──────── 抜き出した文章 ────────

パラドックスとは? 語源、意味、英語、使い方、具体例などもわかりやすく紹介

「パラドックス」とは「逆説」こと

パラドックスとは、「正しくないように見えても、実はつじつまがあっていて、結論としては正しい」または、「正しいように見えても実は間違っている」ことを表わす言葉で、短い言葉で表すと「逆説」という意味になります。

映画などでよく使われるので、言葉と、おおまかなニュアンスは知っていても、意味をきちんと考えることは少ないのではないでしょうか。本記事では、「パラドックス」のわかりやすい例や会話中での使い方などについても紹介します。

なお、対義語は「正統派」「正しいとされていること」の意味がある「オーソドックス」ですので、併せて覚えておくと便利です。

「パラドックス」の英語は「paradox」

「パラドックス」は英語で「paradox」と表記します。語源は、ギリシャ語で「para=反対」と「doxa=意見」の組み合わせにより作られ、英語では「逆説」「矛盾した」などの意味をもつ単語として使われています。

paradox of thrift(倹約のパラドックス)
paradox of the heap(砂山のパラドックス)
・ethical paradox(倫理的パラドックス)

日本語においての「パラドックス」とは

「パラドックス」は、広い意味では「逆説」「定説に逆らっている状態」を指しますが、厳密には3種類にわけられます。

論理的に矛盾がある

哲学において「嘘つきのパラドックス」と呼ばれているものです。これは、「私は嘘つきである」と述べたとき、本当に嘘つきであった場合はこの発言は「本当」なので、結論としては「私は嘘つきではない」ということになります。

また反対に、「私は嘘つきである」という言葉が嘘であった場合は、結論としして「私は嘘つきではない」ということになるので、いずれにしても論理的に矛盾が生じるわけです。

定義上は正しく見えるが実際には存在しない

哲学において「アキレスと亀のパラドックス」と呼ばれているものです。アキレス(人間)と亀がおり、双方で徒競走をすることになりました。しかし、亀よりもアキレスのほうが足が速いのはのはわかっているので、ハンディキャップとして、亀は先のA地点からスタートするというルールにします。

しかし、アキレスがA地点に到達している頃には亀はB地点に、アキレスがB地点に到達しているときには亀はC地点…というように、いつまでたってもアキレスは亀に追いつけないというものです。

──────── 集めた資料 ────────

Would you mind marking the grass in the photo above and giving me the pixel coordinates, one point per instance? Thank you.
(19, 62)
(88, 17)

────────

### 指示 A
パラドックスについての文章から、「なお、対義語は「正統派」「正」で始まり「密には3種類にわけられます。」で終わる部分を一字も変えずに書き写してください。
### 指示 B
パラドックスについての文章を、最後の文のあとから書き継いでください。

### 回答 A
なお、対義語は「正統派」「正しいとされていること」の意味がある「オーソドックス」ですので、併せて覚えておくと便利です。

「パラドックス」の英語は「paradox」

「パラドックス」は英語で「paradox」と表記します。語源は、ギリシャ語で「para=反対」と「doxa=意見」の組み合わせにより作られ、英語では「逆説」「矛盾した」などの意味をもつ単語として使われています。

paradox of thrift(倹約のパラドックス)
paradox of the heap(砂山のパラドックス)
・ethical paradox(倫理的パラドックス)

日本語においての「パラドックス」とは

「パラドックス」は、広い意味では「逆説」「定説に逆らっている状態」を指しますが、厳密には3種類にわけられます。

### 回答 B
このように、「定義としては成り立っているものの、実際にはありえない」というのかこのパラドックスです。

事実には反しているようでも実は正しい

哲学において「急がば回れのパラドックス」と呼ばれているものです。例えば、山を下ろうと地図で確認したとき、A地点からB地点まで、直線距離で100m、しかし、人道はなく、木々の生い茂った急斜面を下って行かなければなりません。一方、約300mの距離になるものの、しっかり舗装された道で安全に歩いて行けます。

通常は、一歩進むのに数分かかるような急斜面を進んで行くよりも、遠回りでも舗装された道を進んだほうがスムーズです。これが「事実には反しているようでも実は正しい」ということになります。

わかりやすい「パラドックス」の例を紹介

世の中には、前述したもの以外にもさまざまな「パラドックス」が存在します。中には解釈が難しいものも多いですが、比較的簡単でわかりやすい「パラドックス」もあるので、いくつか紹介しておきます。

張り紙禁止のパラドックス

「張り紙禁止」の張り紙をすることは許されるのか。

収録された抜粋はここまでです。